JOBS ▸
- 1) In the comment thread, about how long before the wedding did the writer have the recent revelation about never having sex?
- 2) Reproduce the comment thread word for word from "I would argue" up to and including "that in mind.)".

PAGE TEXT ▸

____

Ryan, this is probably your best post in this series so far. There’s a lot here to think about. Just for the sake of counterargument, one might say that you’re arguing by assertion that all premarital sex is not self-giving. I’m sure there are a lot of people who think that they’re very giving of themselves in this regard. How do you convince them that they’re holding back from that full union?
I think your point about the “must have sex” mentality is a very good one, one that’s completely lost on our society. However, I’m sure that someone would counter that it might not be an imperative to have sex, but that it’s darn close enough. I’m not sure how to change that understanding.
I agree with J. Christian, an excellent post as well.
How does one engage with secularists who live together and claim they are willing participants and thusly not “using” each other so to speak. Citing statistics that cohabitating couples have the highest propensity of divorce certainly shoots down their theory of “preventive divorce” by “living together”.
I would argue that any premarital sex is not self-giving, but there’s a lot of qualifications to be made about that. I’d be willing to concede, for example, that there are indeed self-giving aspects to some of the premarital relations out there, but that perhaps the selfish aspects outweigh the self-giving. That’s a very hard thing to judge for either the individuals involved, much less for someone looking on. It takes a vast amount of self-honesty to look at our sexual behavior and see it for what it is. (Of course, we can go overboard the other direction and feel any sexual behavior is reprehensible, so keep that in mind.)
One of the questions I found myself asking a number of years ago when I was obsessed with one girl or another was, “If I can’t have her as my girlfriend, do I even want to hang out with her?” Implicit behind this is the selfish mentality. If we’re not going to have sex, do we even have a relation? I think a lot of people would be surprised at their answers if they were actually confronted with that reaction. We’ve become so inculcated with the notion that to be a couple is to have sex that we’ve grown to the point where a relationship is practically only about having sex, and then, sex for pleasure, not sex in its fullness.
One revelation I had recently, probably back in February or so (so about 3 months before our wedding), I had to seriously stop and ask what it meant for my relationship with my wife if we could never have sex (for health reasons, for example, or simple accident in following NFP and not being in the mood during the infertile areas of the cycle). It was astounding when I realized how personally painful the thought of never having sex was, and eventually making the commitment to give up sex altogether, if our marriage warranted it, was something that has greatly strengthened our relationship.
So how do we talk to people about whether or not their sexual relationship is selfish or self-giving? That’s hard, because sex tends to be so intimate an act you have a difficult time getting anyone to talk seriously about it. Trying to suggest to someone who is not seeking advice that, say, cohabitation is harmful is bound to turn them away in anger. The problem, of course, is the cognitive dissonance. I’m willing to bet that most people feel there’s something not quite right with premarital sex, but they dismiss it with any number of excuses. It doesn’t feel quite right because of the linger social expectation that sex should be within wedlock, or because of fear of pregnancy, or something like that. Eventually, we become so acclimated to bringing out those excuses to the fore that, for most intents and purposes, we rarely feel that discomfort.
Perhaps the best we can do is try to, subtly, force people back into thinking about why the discomfort exists in the first place. Trying to get them to answer seriously the questions “Could you go without sex?” or “if you couldn’t have sex with her, would you still want to be with her?” could at last replant the seeds of doubt. Something else we could try is just to explain our Catholic position. Instead of trying to denounce any of their actions, simply explain why we Catholics view premarital sex with disdain. If we can get them to hear us out, and perhaps even get them to ask questions just so they know better the reasons why Catholics seem such prudes, that might also plant seeds.

____

SUPPLIED DATA ▸
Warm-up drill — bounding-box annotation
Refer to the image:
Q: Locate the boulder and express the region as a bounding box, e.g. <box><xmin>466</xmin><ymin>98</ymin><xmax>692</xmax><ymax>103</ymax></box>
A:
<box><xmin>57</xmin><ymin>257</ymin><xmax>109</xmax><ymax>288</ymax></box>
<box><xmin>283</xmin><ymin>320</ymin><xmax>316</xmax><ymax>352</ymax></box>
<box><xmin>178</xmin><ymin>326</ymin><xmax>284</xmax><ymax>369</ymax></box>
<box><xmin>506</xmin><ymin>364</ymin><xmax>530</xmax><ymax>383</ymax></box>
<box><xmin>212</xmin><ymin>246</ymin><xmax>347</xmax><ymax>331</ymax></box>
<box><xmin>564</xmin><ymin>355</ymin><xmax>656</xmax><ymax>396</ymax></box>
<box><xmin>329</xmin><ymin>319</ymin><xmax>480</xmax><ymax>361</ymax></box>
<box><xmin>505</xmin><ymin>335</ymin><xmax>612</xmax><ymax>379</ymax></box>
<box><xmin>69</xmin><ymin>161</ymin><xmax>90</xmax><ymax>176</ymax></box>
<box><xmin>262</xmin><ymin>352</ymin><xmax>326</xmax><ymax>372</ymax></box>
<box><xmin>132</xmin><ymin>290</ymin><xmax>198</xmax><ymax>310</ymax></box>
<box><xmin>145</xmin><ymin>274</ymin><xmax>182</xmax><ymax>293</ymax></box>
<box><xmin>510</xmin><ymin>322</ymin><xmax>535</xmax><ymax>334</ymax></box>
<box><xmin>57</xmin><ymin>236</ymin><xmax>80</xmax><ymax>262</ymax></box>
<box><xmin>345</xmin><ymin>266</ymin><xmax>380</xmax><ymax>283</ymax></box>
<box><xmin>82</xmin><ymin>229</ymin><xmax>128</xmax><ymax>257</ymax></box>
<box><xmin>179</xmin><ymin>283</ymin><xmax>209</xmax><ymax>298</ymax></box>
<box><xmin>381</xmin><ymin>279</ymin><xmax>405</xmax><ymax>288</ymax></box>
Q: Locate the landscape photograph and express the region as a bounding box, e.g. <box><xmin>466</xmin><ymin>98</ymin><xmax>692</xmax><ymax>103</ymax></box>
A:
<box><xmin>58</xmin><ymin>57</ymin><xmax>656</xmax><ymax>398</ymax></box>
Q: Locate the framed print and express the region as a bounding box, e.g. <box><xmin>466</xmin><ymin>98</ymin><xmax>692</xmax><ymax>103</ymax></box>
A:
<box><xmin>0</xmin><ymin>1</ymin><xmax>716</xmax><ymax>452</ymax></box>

____

RESPONSES TO THE TASKS ▸
- 1) About 3 months before the wedding, probably back in February.

- 2)
I would argue that any premarital sex is not self-giving, but there’s a lot of qualifications to be made about that. I’d be willing to concede, for example, that there are indeed self-giving aspects to some of the premarital relations out there, but that perhaps the selfish aspects outweigh the self-giving. That’s a very hard thing to judge for either the individuals involved, much less for someone looking on. It takes a vast amount of self-honesty to look at our sexual behavior and see it for what it is. (Of course, we can go overboard the other direction and feel any sexual behavior is reprehensible, so keep that in mind.)